Toutefois, de nos jours, ils ont proliféré au point de devenir une menace sérieuse pour l’exploitation des ressources piscicoles : ils attaquent les pêcheurs, endommagent les filets de pêche, retirent le poisson pris dans les filets, endommagent les digues des barrages en y creusant des trous, entravent même les autres activités exploitatrices des plans d’eau (comme le prélèvement de l’eau des barrages par les femmes). C’est pourquoi les pêcheurs ont demandé aux autorités de bien vouloir considérer une réduction des populations de ces bêtes dans notre pays.

Les concertations (périodiques) n’auront de valeur que celle qu’on veut bien leur donner. A Manga on a vu des gens qui ne savent ni où manger, ni où dormir la nuit venu, vu qu’ils n’ont pas eu de perdiems.

Dans de telles conditions, ces personnes ne peuvent-elles apporter aucune contribution ? Au contraire, si elles peuvent quitter les lieux elles le feront le plus tôt possible. Il conviendrait alors d’en revoir l’organisation si l’on veut qu’elle soit réellement bénéfique pour toute la nation entière.

**DONNÉES FOURNIES**:
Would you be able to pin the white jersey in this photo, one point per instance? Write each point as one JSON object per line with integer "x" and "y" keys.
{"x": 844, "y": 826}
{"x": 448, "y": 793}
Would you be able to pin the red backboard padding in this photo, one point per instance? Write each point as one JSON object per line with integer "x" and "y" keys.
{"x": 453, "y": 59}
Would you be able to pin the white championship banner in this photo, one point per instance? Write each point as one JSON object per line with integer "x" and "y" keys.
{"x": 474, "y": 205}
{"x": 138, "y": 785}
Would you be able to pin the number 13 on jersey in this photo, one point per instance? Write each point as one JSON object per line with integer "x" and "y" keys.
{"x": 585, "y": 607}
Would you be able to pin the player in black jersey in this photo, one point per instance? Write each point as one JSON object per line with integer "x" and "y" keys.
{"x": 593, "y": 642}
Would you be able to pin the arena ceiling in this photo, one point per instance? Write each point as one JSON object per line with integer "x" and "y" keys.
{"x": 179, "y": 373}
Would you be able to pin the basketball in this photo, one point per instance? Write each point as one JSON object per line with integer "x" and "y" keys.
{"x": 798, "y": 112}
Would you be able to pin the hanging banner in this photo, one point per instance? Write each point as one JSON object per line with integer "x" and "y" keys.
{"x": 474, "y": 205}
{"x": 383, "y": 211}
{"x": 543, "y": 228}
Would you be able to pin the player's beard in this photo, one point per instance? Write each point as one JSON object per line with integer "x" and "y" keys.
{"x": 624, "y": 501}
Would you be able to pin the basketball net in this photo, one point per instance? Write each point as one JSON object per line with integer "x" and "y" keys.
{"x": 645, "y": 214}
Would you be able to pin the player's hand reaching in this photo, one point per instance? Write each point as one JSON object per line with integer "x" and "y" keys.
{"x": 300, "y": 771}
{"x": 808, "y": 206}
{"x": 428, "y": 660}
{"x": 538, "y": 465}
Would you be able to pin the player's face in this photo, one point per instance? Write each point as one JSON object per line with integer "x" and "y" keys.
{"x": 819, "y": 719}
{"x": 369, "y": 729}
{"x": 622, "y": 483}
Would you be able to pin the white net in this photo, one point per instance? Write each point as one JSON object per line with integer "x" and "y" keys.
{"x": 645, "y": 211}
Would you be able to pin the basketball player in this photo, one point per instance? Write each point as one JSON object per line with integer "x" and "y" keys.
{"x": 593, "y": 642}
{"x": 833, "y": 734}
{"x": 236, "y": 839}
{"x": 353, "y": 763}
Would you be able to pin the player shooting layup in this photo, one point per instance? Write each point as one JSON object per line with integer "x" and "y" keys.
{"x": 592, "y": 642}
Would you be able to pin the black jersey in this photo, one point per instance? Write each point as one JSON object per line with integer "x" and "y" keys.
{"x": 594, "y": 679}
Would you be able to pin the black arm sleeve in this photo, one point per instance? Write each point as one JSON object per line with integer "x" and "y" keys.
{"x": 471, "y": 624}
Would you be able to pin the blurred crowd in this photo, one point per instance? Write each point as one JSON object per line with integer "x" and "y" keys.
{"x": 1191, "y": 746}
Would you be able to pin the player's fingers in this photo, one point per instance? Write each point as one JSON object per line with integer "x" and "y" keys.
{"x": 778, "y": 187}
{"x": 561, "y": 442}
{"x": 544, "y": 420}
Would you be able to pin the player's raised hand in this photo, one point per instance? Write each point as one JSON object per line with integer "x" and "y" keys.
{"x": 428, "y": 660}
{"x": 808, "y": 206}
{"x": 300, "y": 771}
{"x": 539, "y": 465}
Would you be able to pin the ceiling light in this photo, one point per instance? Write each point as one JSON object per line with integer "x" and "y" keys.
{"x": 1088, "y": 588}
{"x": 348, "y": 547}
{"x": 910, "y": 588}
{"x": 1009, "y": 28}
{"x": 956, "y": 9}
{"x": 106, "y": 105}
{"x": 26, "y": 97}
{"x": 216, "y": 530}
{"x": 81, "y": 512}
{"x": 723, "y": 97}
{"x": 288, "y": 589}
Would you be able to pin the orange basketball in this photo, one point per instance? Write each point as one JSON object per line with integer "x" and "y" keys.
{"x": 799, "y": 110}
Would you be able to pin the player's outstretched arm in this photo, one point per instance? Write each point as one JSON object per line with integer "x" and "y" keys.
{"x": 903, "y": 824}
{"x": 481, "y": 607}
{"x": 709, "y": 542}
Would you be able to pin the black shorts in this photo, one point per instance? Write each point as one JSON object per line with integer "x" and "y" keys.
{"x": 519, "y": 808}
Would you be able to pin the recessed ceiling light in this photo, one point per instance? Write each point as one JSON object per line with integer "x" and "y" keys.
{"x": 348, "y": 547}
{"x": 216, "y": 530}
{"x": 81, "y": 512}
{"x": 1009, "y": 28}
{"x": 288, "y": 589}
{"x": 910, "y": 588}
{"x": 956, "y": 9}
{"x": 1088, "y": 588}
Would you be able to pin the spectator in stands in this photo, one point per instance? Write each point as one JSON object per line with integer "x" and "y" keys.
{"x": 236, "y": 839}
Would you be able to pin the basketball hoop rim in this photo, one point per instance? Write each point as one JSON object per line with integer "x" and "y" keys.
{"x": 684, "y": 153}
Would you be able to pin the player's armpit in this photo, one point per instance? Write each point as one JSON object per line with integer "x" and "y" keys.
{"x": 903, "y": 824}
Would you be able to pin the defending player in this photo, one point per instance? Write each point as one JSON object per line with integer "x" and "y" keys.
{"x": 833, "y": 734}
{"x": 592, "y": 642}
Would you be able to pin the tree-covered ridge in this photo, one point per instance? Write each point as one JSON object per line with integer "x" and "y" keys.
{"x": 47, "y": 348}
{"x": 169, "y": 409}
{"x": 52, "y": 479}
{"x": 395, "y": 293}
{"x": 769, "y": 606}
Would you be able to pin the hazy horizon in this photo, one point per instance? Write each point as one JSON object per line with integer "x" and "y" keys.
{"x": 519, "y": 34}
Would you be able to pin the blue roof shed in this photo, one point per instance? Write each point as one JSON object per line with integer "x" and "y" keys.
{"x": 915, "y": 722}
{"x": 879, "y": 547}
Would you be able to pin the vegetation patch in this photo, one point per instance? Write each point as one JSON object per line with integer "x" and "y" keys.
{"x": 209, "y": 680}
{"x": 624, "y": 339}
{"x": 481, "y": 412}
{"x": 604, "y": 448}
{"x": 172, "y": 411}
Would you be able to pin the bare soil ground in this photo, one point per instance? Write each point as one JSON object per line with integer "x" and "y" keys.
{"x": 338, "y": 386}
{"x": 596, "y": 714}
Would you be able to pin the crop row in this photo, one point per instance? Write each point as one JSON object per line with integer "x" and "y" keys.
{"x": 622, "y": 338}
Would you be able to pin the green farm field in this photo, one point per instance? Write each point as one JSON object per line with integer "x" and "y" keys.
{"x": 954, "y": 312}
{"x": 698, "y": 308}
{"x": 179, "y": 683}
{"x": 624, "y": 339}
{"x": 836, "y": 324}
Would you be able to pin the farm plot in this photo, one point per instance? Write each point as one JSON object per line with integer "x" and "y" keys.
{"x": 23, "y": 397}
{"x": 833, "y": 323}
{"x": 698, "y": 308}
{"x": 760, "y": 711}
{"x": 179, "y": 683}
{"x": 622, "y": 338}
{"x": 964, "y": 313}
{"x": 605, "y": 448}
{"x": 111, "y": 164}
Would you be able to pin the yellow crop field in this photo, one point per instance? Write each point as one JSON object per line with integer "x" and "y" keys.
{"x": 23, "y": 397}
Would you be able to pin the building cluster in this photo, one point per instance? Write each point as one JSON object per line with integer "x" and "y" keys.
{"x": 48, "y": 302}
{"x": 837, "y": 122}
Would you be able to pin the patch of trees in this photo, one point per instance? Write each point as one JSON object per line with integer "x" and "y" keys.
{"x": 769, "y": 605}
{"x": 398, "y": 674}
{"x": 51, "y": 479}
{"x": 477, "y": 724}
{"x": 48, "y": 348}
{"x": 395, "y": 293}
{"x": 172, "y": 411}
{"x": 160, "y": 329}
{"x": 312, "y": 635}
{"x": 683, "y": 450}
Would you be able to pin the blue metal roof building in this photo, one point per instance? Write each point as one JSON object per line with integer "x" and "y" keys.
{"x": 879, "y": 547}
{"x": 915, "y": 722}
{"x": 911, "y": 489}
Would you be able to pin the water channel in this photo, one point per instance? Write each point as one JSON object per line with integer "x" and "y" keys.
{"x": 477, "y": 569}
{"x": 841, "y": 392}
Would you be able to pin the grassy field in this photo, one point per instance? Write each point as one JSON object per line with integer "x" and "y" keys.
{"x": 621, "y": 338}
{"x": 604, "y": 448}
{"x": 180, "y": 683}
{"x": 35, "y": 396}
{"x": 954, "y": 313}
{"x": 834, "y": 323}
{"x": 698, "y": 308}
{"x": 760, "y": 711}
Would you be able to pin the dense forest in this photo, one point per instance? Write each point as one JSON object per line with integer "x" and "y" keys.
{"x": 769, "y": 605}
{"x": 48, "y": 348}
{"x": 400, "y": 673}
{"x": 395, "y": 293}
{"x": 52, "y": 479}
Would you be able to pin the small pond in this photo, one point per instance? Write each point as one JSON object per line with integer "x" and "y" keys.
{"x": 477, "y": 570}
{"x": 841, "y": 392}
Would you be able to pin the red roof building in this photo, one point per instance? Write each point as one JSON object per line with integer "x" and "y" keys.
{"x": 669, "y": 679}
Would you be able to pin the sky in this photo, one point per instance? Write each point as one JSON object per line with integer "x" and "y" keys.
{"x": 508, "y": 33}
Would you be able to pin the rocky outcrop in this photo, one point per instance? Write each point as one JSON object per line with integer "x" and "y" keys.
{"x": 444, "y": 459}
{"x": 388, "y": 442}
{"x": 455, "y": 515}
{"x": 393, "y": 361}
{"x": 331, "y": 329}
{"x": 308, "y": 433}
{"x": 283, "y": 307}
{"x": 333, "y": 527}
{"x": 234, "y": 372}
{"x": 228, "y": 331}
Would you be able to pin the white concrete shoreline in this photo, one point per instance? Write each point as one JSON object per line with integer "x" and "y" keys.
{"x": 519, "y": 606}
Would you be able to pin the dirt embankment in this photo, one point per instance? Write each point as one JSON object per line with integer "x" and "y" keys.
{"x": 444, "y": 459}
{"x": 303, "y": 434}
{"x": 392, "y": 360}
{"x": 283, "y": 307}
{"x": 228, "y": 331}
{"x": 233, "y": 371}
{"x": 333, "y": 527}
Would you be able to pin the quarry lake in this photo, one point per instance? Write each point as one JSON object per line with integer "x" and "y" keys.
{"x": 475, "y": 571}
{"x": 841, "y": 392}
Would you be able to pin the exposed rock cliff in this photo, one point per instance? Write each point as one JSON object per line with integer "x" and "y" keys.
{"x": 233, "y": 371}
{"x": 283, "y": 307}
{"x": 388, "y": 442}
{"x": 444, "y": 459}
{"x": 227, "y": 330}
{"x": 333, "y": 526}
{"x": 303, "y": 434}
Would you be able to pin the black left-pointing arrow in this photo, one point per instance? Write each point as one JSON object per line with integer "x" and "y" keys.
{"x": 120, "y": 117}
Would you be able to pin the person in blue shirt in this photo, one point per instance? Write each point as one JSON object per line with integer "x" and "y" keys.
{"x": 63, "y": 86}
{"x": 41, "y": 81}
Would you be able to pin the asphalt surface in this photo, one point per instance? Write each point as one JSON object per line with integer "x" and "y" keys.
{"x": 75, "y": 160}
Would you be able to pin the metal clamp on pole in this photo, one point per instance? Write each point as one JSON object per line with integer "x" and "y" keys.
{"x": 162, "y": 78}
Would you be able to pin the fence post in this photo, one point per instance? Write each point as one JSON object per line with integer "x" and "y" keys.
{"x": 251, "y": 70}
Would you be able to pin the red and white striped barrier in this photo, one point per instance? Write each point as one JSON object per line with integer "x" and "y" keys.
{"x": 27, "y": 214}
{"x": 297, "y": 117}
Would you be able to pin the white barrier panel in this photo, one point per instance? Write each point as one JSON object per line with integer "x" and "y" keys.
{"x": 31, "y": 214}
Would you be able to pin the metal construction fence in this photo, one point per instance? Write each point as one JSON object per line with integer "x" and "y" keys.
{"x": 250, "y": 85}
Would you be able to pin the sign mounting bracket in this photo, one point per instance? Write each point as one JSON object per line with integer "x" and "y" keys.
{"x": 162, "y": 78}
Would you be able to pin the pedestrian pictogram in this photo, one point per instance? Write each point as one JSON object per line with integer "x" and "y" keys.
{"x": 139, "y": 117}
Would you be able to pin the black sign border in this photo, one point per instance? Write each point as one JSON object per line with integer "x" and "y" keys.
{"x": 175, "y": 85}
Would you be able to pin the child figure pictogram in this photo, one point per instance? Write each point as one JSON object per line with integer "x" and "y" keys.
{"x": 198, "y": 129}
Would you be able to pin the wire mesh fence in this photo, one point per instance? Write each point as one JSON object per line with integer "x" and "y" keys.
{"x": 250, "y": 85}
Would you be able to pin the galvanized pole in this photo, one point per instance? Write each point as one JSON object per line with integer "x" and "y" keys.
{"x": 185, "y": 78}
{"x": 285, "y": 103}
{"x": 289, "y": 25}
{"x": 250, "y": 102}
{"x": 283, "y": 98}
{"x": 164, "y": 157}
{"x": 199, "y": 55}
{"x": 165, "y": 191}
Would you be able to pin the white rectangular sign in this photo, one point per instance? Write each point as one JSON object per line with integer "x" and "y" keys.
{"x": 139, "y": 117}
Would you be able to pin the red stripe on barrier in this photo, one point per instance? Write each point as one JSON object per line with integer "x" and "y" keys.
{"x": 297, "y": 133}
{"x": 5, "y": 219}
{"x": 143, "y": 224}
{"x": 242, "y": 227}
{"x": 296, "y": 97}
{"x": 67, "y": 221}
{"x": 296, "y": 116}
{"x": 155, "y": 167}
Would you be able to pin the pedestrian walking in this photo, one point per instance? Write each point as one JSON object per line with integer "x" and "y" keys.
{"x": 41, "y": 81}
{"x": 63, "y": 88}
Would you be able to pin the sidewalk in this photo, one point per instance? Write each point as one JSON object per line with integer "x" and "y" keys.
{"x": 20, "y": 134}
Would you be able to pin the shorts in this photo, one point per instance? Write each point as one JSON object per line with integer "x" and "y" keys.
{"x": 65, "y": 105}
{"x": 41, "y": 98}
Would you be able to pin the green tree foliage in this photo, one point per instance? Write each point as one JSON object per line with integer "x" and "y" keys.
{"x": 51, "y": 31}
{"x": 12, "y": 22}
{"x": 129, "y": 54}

**LA CONSIGNE**:
Rédigez la suite du texte sur les pêcheurs et les concertations de Manga, en reprenant après sa dernière phrase. Les items proviennent d'une autre source que le texte.

**CORRIGÉ DE L'EXERCICE**:
Sur un plan beaucoup plus technique, le profil des participants devait absolument tenir compte du sujet à l’ordre du jour de la concertation. Chez les Mossi (et chez bien d’autres groupes ethniques), la gestion de la terre et des autres ressources naturelles ne relève pas des compétences des chefs de village mais de celles des chefs de terre.

Toutefois on peut se demander si le choix des participants en a tenu compte. Car il y avait beaucoup de ces "bonnets rouges" mais pas ou très peu de chefs de terre. On peut alors s’attendre à ce que les décisions prises soient remises en cause plus tard au sein de ces communautés ethniques.

Dispositions législatives

L’Etat reconnaît qu’il y a de l’inefficacité dans son rôle de gestionnaire exclusif des ressources naturelles. C’est pourquoi il ressent la nécessité de partager cette responsabilité, c’est l’essence même de la gestion participative ou de la cogestion des ressources naturelles ; et des dispositions législatives sont prévues à cet effet.

Au niveau de la pêche, le Code forestier (1997) a prévu le système de concession des petites pêcheries et celui de gestion concertée des grandes pêcheries. De ces deux approches de partage de responsabilité, la concession semble proche de l’initiative des populations locales décrites plus haut. Elle mérite donc d’être décrite.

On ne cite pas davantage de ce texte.